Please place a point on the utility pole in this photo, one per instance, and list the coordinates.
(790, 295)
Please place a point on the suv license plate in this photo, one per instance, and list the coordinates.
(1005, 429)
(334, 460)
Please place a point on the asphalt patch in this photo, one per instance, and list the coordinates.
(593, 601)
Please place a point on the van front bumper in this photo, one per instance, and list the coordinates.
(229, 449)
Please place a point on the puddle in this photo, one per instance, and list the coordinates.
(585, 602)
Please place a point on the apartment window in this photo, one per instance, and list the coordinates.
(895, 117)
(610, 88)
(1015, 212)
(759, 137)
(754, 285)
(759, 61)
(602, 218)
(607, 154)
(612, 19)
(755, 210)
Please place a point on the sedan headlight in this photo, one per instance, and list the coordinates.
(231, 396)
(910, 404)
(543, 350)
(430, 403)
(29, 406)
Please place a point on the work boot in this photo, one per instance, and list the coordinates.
============================================================
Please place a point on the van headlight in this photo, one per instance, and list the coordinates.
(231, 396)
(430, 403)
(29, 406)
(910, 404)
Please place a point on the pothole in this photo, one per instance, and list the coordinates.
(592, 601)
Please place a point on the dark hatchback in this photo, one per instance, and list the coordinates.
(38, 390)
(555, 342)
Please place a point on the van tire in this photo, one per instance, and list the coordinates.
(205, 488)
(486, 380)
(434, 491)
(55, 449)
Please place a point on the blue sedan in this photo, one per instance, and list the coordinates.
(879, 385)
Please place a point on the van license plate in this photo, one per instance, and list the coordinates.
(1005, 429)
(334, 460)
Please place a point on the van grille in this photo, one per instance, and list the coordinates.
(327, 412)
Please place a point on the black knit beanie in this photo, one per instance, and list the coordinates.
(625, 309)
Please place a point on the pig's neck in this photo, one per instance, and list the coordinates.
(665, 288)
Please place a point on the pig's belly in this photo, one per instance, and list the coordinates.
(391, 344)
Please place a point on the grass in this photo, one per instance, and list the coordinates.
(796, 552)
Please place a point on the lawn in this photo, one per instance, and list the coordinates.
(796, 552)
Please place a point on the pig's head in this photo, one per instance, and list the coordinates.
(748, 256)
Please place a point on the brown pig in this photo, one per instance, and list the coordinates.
============================================================
EXERCISE BRIEF: Write out, word for word, the stretch of rows above from the row containing "Please place a point on the sedan" through the row containing "Please place a point on the work", including both of those rows.

PROBLEM SOLUTION:
Please place a point on the sedan headlight in this photo, one per instance, and list the coordinates.
(231, 396)
(910, 404)
(543, 350)
(430, 403)
(29, 406)
Please place a point on the work boot in this photo, one per instance, and list the coordinates.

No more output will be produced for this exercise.